START Data excerpts

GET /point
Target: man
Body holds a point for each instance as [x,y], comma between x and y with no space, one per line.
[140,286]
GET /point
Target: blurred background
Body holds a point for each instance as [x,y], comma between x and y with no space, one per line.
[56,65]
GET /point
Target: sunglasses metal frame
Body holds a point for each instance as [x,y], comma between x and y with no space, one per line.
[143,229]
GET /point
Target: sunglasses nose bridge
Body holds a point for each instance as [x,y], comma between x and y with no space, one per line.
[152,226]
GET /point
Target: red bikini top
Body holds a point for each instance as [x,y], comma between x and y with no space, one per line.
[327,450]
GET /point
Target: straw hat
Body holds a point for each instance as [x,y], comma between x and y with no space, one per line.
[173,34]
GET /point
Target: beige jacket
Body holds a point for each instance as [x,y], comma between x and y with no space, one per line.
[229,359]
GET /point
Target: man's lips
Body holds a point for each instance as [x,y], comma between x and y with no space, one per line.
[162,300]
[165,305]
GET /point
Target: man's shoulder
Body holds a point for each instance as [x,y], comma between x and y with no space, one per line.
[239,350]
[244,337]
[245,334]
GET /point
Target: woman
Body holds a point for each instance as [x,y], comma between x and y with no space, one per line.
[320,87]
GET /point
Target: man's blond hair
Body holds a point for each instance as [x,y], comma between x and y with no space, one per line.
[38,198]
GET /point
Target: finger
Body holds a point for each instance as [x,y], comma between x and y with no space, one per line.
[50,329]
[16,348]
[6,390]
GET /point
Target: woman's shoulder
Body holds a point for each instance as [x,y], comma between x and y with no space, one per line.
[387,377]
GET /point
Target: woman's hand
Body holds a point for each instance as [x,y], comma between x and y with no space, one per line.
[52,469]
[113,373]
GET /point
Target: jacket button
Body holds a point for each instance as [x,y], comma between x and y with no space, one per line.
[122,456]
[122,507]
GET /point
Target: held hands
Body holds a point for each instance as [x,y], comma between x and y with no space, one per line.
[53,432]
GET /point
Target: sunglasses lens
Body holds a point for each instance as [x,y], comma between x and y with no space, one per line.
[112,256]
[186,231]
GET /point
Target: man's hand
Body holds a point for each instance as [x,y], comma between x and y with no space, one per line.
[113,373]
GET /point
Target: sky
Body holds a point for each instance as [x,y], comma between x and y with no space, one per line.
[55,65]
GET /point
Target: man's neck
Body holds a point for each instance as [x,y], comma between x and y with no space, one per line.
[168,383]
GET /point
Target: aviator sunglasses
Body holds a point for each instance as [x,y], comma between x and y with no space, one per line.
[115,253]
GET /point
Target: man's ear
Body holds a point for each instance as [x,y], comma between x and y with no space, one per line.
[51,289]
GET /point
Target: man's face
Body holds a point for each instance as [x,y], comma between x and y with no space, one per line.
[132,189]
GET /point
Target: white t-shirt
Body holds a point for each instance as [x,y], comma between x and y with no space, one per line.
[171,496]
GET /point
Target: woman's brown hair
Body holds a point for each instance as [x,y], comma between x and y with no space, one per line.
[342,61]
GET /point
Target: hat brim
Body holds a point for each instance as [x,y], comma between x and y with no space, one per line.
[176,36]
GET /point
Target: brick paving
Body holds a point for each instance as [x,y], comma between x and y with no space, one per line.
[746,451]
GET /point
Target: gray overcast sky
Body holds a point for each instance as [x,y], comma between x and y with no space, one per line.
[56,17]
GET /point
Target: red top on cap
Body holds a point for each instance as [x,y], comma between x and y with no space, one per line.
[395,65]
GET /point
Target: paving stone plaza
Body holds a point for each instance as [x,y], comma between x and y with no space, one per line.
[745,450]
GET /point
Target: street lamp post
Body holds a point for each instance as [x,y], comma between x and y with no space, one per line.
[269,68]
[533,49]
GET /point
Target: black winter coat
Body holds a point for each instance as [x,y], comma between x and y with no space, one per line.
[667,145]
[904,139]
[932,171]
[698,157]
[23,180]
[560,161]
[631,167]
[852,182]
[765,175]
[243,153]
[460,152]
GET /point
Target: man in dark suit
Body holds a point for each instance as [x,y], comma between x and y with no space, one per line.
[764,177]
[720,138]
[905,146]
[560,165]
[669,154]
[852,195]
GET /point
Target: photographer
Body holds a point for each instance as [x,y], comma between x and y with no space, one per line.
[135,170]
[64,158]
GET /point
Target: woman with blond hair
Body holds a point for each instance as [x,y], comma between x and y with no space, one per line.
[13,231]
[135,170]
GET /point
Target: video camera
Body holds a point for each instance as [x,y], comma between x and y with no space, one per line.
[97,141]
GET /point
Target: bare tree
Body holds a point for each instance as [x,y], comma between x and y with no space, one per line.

END Data excerpts

*Task details:* Print all the entries exactly as written.

*Solution for this problem:*
GET /point
Target: man
Body holds a point for each instance as [x,y], comma between x and y with no space, one per line.
[140,286]
GET /point
Target: blurred background
Body holds a point for each instance as [x,y], comma between x and y with no space, one per line.
[56,65]
GET /point
Target: sunglasses metal frame
Body holds a point for each instance as [x,y], comma between x and y with no space, one per line.
[143,229]
GET /point
Target: sunglasses nose bridge
Body holds a point for each instance as [x,y], comma between x and y with no space, one per line.
[152,226]
GET /point
Target: red bikini top
Body holds a point for each instance as [x,y], comma between x and y with no space, one per line.
[327,450]
GET /point
Target: straw hat
Body holds a point for each instance as [x,y], comma between x and y with no space, one per line.
[173,34]
GET /point
Target: beige jacket
Body holds a point for each instance as [x,y], comma between x and y with no space, one per line.
[229,359]
GET /point
Target: man's lips
Body holds a point for each instance as [x,y], comma between x and y with no space, one per line.
[162,300]
[165,305]
GET /point
Target: man's shoulder
Body holds a point for each instance as [x,y], comma between x and y with no space, one per line.
[239,350]
[244,337]
[245,334]
GET /point
Target: woman
Body holds a point for each instance as [x,y], comma between x and y with no space, one per line.
[320,87]
GET /point
Target: man's blond hair
Body holds a point for each instance as [x,y], comma between x and y with no space, one per line.
[38,198]
GET /point
Target: finger
Body holds a point for each instance as [x,y], comma between x and y with no space, one per line.
[50,329]
[16,348]
[6,390]
GET /point
Target: woman's shoulder
Body holds a point for each instance as [x,y], comma between x and y with no space, one per line.
[387,377]
GET /point
Target: woman's hand
Body holds a point for each instance as [x,y], comma between x and y with no space, one per line.
[52,469]
[113,373]
GET /point
Target: jacket button
Body holds a point for each instance as [x,y], comma between x and y with no space, one per line.
[122,456]
[122,507]
GET /point
Target: held hands
Body holds a point for each instance as [x,y], comma between x and y with no space, one per line.
[53,432]
GET /point
Target: sunglasses lens
Body holds a point for each instance as [x,y], comma between x and y with no space, one per line.
[112,256]
[186,231]
GET /point
Target: man's hand
Body holds a point for each instance as [x,y], comma between x and y with no space, one per line.
[113,373]
GET /point
Target: sky
Body holds a point for each instance as [x,y], comma between x and y with no space, one per line.
[55,65]
GET /point
Target: man's neck
Body holds a point for each instance as [x,y], comma between x and y with no space, one per line.
[168,383]
GET /point
Target: aviator sunglasses
Body holds a point for each instance as [x,y], comma between x and y with no space, one per line.
[115,253]
GET /point
Target: man's ear
Body holds a point for each instance as [x,y], comma between x and y with no space, one per line.
[51,289]
GET /point
Target: man's face
Body holds a point for each instance as [x,y], comma between x and y with no space, one per line.
[132,189]
GET /point
Target: white t-shirt
Body holds a point for each instance as [x,y], comma between x and y with no space, one per line.
[171,496]
GET /point
Target: woman's brown hair
Body holds a point for each instance as [x,y], comma between x and y with no space, one per line.
[342,61]
GET /point
Target: hat brim
Body holds a point for each instance as [x,y], comma between x and y with no space, one per line.
[176,36]
GET /point
Target: brick paving
Body holds a point for each instance as [x,y], comma between x and y with no space, one per line.
[746,451]
GET /point
Target: gray overcast sky
Body holds a point for each instance as [x,y], comma between x and y with no space, one per line.
[56,17]
GET /point
Target: red top on cap
Body holds a point for each instance as [x,y], comma between x and y with no space, one per line.
[395,65]
GET /point
Target: paving stone plaza
Body holds a point for each instance as [x,y], comma between x and y with no space, one per line.
[745,450]
GET /point
Target: street lamp post
Body holds a point for each instance as [x,y], comma between x and y with no space, one per line.
[269,68]
[533,49]
GET /point
Target: black winter coat
Body holds a point for each instance as [x,y], comma between x and y with no space, one per line.
[667,145]
[904,139]
[932,171]
[698,157]
[23,180]
[560,161]
[631,167]
[852,182]
[765,175]
[243,153]
[460,152]
GET /point
Target: man in dark suit
Body holds a point for each instance as [x,y], comma between x and y with no space, one per line.
[764,177]
[720,138]
[905,146]
[560,165]
[669,154]
[852,195]
GET /point
Target: photographer
Body holds a point for each instance as [x,y], comma between x and y with no space, one per line.
[135,170]
[64,158]
GET /point
Target: woman with blond hair
Body holds a point for each instance as [x,y], comma between x and y with no space, one per line.
[13,231]
[135,170]
GET /point
Target: video camera
Body holds a point for each instance as [x,y], comma between x and y with no space, one per line.
[97,141]
GET /point
Target: bare tree
Body holds a point for each instance as [x,y], comma between x and y with no space, one per line.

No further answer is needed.